=== TEXT BLOCK ===
The grey areas in the figure (adapted from Fig 3. of IEEE Std. 802.15.4-2006) show the scope of the model.
The Spectrum NetDevice from Nicola Baldo is the basis for the implementation.
The implementation also borrows some ideas from the ns-2 models developed by Zheng and Lee.
APIs¶
The APIs closely follow the standard, adapted for ns-3 naming conventions and idioms. The APIs are organized around the concept of service primitives as shown in the following figure adapted from Figure 14 of IEEE Std. 802.15.4-2006.
The APIs are organized around four conceptual services and service access points (SAP):
MAC data service (MCPS)
MAC management service (MLME)
PHY data service (PD)
PHY management service (PLME)
In general, primitives are standardized as follows (e.g. Sec 7.1.1.1.1 of IEEE 802.15.4-2006)::
MCPS-DATA.request (
SrcAddrMode,
DstAddrMode,
DstPANId,
DstAddr,
msduLength,
msdu,
msduHandle,
TxOptions,
SecurityLevel,
KeyIdMode,
KeySource,
KeyIndex
)
This maps to ns-3 classes and methods such as::
struct McpsDataRequestParameters
{
uint8_t m_srcAddrMode;
uint8_t m_dstAddrMode;
...
};
void
LrWpanMac::McpsDataRequest (McpsDataRequestParameters params)
{
...
=== DATASET RECORDS ===
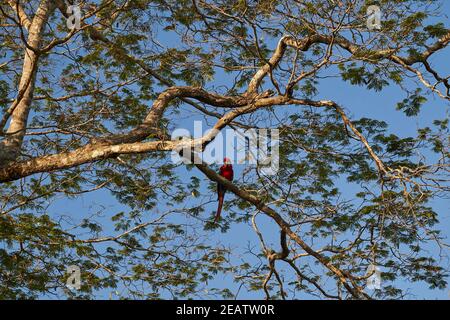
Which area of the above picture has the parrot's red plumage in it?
[214,158,234,222]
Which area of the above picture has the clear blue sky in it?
[43,1,450,299]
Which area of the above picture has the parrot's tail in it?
[214,193,225,223]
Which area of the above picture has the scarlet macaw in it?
[214,157,234,222]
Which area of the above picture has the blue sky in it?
[38,1,450,299]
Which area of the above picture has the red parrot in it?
[214,157,234,222]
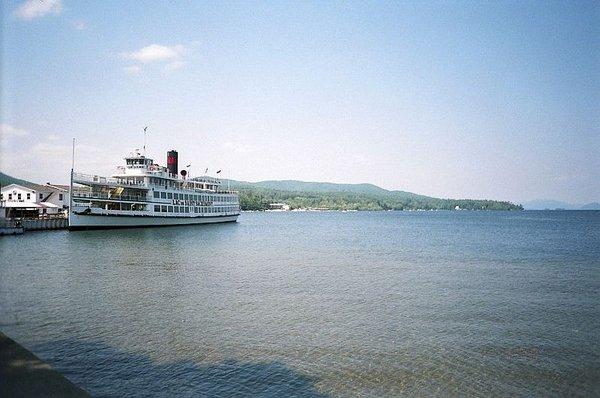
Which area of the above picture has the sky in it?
[0,0,600,203]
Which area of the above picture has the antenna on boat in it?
[69,137,75,220]
[144,126,148,157]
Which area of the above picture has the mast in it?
[144,126,148,157]
[69,137,75,224]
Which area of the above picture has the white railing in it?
[73,192,149,202]
[73,173,146,187]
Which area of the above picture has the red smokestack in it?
[167,150,179,175]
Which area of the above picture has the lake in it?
[0,211,600,397]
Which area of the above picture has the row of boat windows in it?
[154,191,237,203]
[148,177,217,189]
[154,205,240,214]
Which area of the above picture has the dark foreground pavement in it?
[0,332,90,397]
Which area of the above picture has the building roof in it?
[45,182,71,191]
[2,182,52,192]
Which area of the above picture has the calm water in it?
[0,212,600,396]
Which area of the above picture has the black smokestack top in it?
[167,150,179,175]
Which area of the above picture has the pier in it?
[0,332,90,397]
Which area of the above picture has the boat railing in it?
[73,192,150,202]
[73,173,146,187]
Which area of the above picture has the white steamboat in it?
[69,151,240,229]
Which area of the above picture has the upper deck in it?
[73,152,236,194]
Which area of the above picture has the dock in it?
[0,332,90,397]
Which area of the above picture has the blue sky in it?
[0,0,600,203]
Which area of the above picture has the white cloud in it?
[223,141,258,154]
[1,136,112,184]
[121,44,185,63]
[123,65,142,75]
[165,61,185,72]
[15,0,62,21]
[73,20,87,30]
[0,123,29,138]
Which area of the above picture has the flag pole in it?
[69,137,75,224]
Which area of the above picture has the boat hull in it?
[69,213,239,231]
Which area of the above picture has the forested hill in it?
[224,180,523,210]
[0,173,523,210]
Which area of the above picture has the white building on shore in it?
[0,183,69,218]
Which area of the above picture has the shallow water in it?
[0,211,600,396]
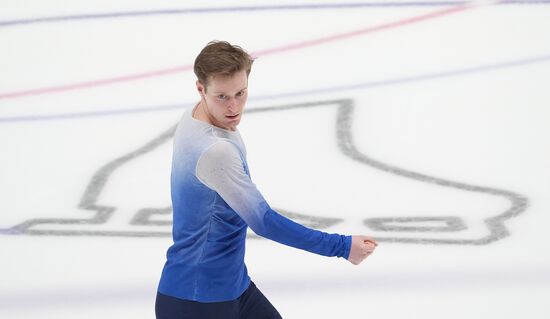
===
WHAT YOU NEED TO DO:
a) Reproduce the ns-3 IEEE 802.15.4 model text above, beginning at the words "The Spectrum NetDevice" and stopping after "Zheng and Lee.".
b) Carry on with the ns-3 IEEE 802.15.4 model text from the point where it stops.

RESPONSES:
a)
The Spectrum NetDevice from Nicola Baldo is the basis for the implementation.
The implementation also borrows some ideas from the ns-2 models developed by Zheng and Lee.

b)
}
The primitives currently supported by the ns-3 model are:
MAC Primitives¶
MCPS-DATA.Request
MCPS-DATA.Confirm
MCPS-DATA.Indication
MLME-START.Request
MLME-START.Confirm
MLME-SCAN.Request
MLME-SCAN.Confirm
MLME-BEACON-NOFIFY.Indication
MLME-ASSOCIATE.Request
MLME-ASSOCIATE.Confirm
MLME-ASSOCIATE.Response
MLME-ASSOCIATE.Indication
MLME-POLL.Confirm
MLME-COMM-STATUS.Indication
MLME-SYNC.Request
MLME-SYNC-LOSS.Indication
PHY Primitives¶
PLME-CCA.Request
PLME-CCA.Confirm
PD-DATA.Request
PD-DATA.Confirm
PD-DATA.Indication
PLME-SET-TRX-STATE.Request
PLME-SET-TRX-STATE.Confirm
For more information on primitives, See IEEE 802.15.4-2011, Table 8.
MAC¶
The MAC at present implements both, the unslotted CSMA/CA (non-beacon mode) and the slotted CSMA/CA (beacon-enabled mode). The beacon-enabled mode supports only direct transmissions. Indirect transmissions and Guaranteed Time Slots (GTS) are currently not supported.
The present implementation supports a single PAN coordinator, support for additional coordinators is under consideration for future releases.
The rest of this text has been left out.